======== SUPPLIED MATERIAL ========

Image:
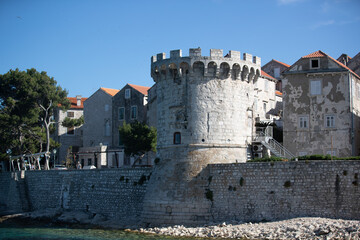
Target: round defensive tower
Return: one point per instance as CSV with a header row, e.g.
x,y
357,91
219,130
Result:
x,y
204,116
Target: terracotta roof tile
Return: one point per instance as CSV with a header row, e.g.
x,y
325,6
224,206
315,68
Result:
x,y
315,54
142,89
322,54
267,75
286,65
110,91
73,103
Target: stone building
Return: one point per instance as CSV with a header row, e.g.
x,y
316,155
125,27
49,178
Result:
x,y
69,136
97,129
321,107
354,64
274,68
206,110
129,105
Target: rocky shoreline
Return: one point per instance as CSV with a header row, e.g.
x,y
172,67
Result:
x,y
296,228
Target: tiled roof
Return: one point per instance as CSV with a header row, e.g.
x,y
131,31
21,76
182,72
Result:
x,y
286,65
344,66
73,103
142,89
322,54
267,75
110,91
315,54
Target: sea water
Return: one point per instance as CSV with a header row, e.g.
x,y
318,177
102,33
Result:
x,y
36,232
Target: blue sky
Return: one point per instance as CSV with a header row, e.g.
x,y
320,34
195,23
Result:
x,y
88,44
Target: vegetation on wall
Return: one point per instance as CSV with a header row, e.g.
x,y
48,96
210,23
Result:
x,y
302,158
28,100
138,138
73,122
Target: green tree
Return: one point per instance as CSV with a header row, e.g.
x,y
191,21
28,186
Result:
x,y
71,122
27,103
138,138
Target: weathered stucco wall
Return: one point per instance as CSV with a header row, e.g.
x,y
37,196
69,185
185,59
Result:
x,y
219,192
334,99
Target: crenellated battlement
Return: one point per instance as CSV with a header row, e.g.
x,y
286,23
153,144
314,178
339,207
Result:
x,y
214,53
214,66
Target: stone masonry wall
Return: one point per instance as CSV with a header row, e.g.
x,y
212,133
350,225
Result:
x,y
224,192
281,190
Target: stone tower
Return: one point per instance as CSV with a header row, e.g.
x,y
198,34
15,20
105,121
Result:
x,y
204,116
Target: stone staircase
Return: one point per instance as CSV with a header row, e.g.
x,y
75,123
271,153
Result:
x,y
23,194
274,146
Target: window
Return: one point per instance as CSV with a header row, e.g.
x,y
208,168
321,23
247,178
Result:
x,y
107,128
303,122
331,152
315,87
266,85
127,93
133,112
276,72
314,63
264,106
121,113
177,138
329,121
302,153
70,131
70,114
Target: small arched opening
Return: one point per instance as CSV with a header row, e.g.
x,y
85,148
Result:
x,y
251,75
236,71
163,71
212,69
224,70
198,68
177,138
245,73
184,69
173,70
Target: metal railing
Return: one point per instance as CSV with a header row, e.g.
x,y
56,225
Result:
x,y
266,139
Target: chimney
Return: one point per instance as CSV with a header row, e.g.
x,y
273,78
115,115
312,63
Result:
x,y
78,100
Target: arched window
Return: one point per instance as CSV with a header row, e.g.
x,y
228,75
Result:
x,y
245,73
177,138
198,68
212,69
184,69
163,71
224,70
236,71
173,70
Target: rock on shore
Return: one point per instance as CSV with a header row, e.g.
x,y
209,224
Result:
x,y
297,228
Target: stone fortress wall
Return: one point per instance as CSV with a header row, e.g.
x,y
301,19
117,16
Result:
x,y
201,177
207,100
239,191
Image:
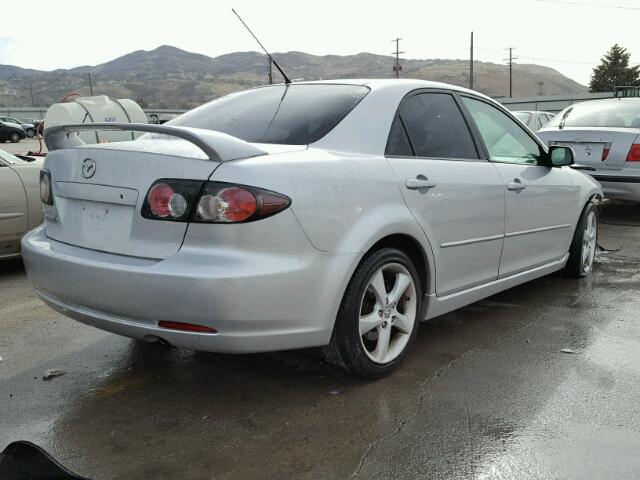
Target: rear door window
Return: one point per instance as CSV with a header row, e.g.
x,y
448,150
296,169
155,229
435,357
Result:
x,y
436,127
398,143
506,140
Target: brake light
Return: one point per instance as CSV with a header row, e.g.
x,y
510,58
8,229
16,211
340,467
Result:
x,y
164,202
210,202
46,192
634,153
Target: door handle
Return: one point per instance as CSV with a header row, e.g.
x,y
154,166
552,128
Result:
x,y
516,185
419,182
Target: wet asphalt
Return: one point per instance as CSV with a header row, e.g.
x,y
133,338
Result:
x,y
486,392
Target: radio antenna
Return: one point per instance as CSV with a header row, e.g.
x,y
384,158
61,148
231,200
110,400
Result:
x,y
284,75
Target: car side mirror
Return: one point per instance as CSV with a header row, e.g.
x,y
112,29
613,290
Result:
x,y
560,156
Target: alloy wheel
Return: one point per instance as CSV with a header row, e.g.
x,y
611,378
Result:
x,y
388,312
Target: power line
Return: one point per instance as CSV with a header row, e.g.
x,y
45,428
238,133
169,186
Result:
x,y
471,63
397,67
584,4
510,60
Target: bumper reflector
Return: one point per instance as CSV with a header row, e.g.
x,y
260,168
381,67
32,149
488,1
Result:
x,y
189,327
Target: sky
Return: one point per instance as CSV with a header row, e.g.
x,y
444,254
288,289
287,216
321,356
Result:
x,y
568,35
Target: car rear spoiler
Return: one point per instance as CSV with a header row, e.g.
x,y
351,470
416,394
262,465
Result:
x,y
217,146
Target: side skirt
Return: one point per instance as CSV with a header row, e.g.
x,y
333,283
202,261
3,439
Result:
x,y
437,306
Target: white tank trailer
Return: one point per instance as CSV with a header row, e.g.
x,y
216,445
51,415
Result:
x,y
98,109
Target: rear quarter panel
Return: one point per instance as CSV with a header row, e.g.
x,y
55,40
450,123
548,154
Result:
x,y
345,203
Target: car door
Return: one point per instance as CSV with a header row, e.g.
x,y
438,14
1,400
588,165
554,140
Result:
x,y
457,197
539,198
13,210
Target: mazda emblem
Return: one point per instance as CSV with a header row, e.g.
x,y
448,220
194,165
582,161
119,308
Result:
x,y
88,167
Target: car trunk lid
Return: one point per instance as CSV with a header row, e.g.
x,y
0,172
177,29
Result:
x,y
99,191
602,148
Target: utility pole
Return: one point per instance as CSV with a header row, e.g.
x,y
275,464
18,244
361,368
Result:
x,y
510,60
397,67
471,65
33,104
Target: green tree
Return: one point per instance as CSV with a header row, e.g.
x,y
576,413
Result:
x,y
614,70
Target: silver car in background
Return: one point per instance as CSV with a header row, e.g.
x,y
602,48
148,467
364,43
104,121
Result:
x,y
535,120
20,206
338,214
605,136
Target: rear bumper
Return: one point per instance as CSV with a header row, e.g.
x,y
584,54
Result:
x,y
255,302
621,187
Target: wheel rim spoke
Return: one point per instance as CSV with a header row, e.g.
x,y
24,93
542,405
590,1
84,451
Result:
x,y
382,347
370,321
403,323
402,283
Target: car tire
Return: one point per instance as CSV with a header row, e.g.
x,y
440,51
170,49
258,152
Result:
x,y
584,244
374,329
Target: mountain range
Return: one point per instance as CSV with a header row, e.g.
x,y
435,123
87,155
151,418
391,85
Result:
x,y
168,77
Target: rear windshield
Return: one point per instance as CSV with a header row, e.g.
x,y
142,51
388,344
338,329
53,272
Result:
x,y
617,113
292,115
9,159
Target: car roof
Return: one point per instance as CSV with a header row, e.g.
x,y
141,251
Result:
x,y
612,100
396,84
533,111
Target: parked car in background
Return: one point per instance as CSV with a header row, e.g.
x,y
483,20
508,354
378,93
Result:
x,y
533,119
11,132
605,135
336,214
20,206
29,128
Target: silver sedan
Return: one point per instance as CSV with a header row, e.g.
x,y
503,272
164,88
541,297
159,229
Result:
x,y
20,207
337,214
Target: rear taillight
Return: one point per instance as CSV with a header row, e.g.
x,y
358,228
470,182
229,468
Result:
x,y
634,153
46,192
210,202
171,199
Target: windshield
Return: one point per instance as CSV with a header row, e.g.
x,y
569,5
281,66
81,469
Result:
x,y
293,115
615,113
522,116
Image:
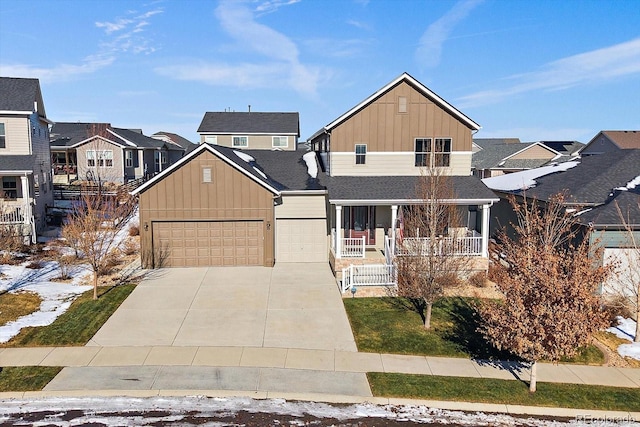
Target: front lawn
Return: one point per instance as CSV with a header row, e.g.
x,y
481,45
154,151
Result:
x,y
79,323
392,325
510,392
26,378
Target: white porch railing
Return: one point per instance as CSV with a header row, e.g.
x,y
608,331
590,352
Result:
x,y
12,215
368,275
464,246
350,247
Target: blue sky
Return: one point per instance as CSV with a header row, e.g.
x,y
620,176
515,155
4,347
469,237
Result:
x,y
534,70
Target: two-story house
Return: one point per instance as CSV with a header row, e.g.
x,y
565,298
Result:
x,y
251,130
99,151
25,162
375,154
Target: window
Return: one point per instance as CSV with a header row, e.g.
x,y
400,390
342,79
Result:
x,y
442,152
3,136
436,153
206,174
402,104
9,187
280,142
100,158
422,150
240,141
361,154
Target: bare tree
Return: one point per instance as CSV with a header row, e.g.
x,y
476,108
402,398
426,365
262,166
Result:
x,y
624,285
550,305
93,228
429,259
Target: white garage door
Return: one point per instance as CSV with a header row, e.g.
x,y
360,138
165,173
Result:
x,y
301,240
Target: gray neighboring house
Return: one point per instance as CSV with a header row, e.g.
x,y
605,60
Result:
x,y
612,140
98,151
251,130
25,161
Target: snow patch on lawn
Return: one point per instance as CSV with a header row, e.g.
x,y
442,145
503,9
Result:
x,y
626,330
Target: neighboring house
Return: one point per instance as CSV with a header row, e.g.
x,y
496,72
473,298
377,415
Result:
x,y
226,207
375,155
25,162
100,152
595,186
495,157
251,130
612,140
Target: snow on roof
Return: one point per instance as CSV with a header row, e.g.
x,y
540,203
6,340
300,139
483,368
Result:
x,y
525,179
244,156
312,166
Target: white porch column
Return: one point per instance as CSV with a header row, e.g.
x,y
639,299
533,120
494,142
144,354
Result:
x,y
485,230
338,247
394,218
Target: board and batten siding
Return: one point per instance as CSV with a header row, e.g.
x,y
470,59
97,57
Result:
x,y
17,133
183,196
255,142
389,163
382,127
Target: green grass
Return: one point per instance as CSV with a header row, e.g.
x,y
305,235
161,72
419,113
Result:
x,y
392,325
79,323
26,378
511,392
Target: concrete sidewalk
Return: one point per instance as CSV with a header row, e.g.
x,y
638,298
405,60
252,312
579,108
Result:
x,y
312,360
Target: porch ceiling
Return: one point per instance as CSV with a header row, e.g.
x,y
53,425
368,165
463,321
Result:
x,y
390,190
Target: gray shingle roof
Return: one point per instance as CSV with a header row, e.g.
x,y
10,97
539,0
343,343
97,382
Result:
x,y
18,94
400,188
232,122
592,181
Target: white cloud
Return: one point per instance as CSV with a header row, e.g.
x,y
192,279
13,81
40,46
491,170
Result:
x,y
430,46
592,67
282,67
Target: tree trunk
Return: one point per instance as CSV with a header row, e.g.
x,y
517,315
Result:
x,y
534,379
427,315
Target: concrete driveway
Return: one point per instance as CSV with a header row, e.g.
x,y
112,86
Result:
x,y
287,306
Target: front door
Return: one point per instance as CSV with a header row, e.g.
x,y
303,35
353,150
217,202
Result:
x,y
362,223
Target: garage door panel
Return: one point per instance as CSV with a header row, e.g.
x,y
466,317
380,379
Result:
x,y
209,243
301,240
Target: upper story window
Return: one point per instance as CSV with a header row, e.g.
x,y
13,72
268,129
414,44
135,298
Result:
x,y
3,136
240,141
361,154
433,153
280,142
100,158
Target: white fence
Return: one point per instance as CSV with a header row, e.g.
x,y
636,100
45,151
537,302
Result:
x,y
368,275
468,246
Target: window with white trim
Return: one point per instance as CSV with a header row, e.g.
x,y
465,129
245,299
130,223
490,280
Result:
x,y
361,154
3,136
240,141
280,142
422,150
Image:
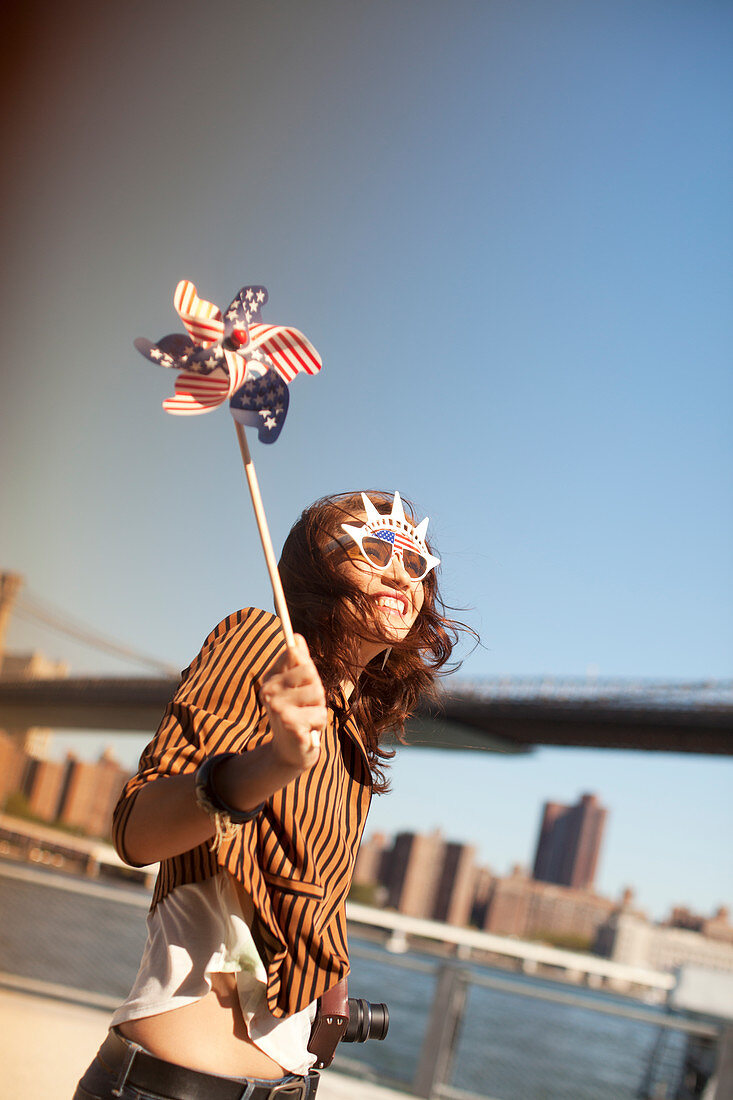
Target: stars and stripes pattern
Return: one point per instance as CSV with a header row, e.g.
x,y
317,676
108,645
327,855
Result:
x,y
400,540
233,356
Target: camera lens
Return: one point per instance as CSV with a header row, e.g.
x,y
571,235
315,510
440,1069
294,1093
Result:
x,y
365,1021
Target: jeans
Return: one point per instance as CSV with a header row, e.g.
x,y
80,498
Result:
x,y
99,1082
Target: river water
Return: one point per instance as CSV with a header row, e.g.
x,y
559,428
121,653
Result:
x,y
510,1047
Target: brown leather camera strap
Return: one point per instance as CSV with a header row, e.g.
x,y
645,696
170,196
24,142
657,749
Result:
x,y
330,1023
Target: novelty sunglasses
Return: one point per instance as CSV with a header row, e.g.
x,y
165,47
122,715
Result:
x,y
380,549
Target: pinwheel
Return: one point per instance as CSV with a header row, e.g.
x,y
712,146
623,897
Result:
x,y
236,356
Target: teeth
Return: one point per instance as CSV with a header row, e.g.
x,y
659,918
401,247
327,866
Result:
x,y
396,605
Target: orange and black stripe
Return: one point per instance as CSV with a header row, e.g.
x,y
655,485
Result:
x,y
296,858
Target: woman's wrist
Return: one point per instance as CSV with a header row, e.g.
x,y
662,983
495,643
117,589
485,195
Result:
x,y
209,796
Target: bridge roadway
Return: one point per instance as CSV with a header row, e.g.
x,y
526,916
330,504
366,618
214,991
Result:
x,y
500,715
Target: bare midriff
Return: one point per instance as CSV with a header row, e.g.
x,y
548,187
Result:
x,y
208,1035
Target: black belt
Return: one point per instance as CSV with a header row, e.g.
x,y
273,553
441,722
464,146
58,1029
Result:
x,y
143,1070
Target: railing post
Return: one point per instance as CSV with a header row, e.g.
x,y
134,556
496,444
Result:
x,y
441,1032
724,1071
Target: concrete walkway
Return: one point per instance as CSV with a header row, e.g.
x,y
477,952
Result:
x,y
46,1044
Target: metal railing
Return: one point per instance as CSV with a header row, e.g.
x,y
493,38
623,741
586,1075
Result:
x,y
659,1068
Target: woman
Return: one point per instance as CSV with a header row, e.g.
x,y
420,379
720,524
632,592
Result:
x,y
253,795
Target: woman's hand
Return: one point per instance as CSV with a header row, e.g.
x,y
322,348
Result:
x,y
295,701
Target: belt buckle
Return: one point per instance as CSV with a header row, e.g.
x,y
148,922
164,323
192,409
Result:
x,y
290,1090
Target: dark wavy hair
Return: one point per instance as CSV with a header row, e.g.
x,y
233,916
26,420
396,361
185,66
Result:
x,y
335,615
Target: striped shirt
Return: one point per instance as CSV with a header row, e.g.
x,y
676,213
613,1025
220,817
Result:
x,y
296,858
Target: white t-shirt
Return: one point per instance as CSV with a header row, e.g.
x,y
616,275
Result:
x,y
203,928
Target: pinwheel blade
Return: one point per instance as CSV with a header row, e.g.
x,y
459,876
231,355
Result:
x,y
262,403
290,350
201,318
197,393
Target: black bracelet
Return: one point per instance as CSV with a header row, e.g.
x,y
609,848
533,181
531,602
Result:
x,y
208,798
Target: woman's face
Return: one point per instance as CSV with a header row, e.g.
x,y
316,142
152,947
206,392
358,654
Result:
x,y
395,597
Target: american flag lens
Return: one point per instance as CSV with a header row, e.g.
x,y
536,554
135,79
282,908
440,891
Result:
x,y
376,551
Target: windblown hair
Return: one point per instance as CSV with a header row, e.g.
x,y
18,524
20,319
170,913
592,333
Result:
x,y
335,615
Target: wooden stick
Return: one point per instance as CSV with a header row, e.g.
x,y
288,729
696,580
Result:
x,y
281,606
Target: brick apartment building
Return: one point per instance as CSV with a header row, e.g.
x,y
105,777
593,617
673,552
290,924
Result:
x,y
70,792
569,843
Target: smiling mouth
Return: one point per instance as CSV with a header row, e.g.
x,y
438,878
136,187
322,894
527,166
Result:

========

— YOUR INSTRUCTIONS —
Each line from the first line of the data above through the one containing "Target: rocky shoreline" must be set down exactly; the pictures must not be.

— TASK SOLUTION —
Image:
Target: round defensive tower
Return: one point per instance as CSV with a header row, e.g.
x,y
357,91
219,130
Result:
x,y
204,116
Target: terracotta roof tile
Return: one point per instance as CSV with a header row, e.g.
x,y
325,6
224,206
315,68
Result:
x,y
315,54
142,89
322,54
267,75
286,65
110,91
73,103
Target: stone building
Return: one point per instance as CSV with a header row, e.g.
x,y
316,155
125,27
49,178
Result:
x,y
69,136
97,129
321,107
354,64
274,68
206,110
129,105
Target: rocky shoreline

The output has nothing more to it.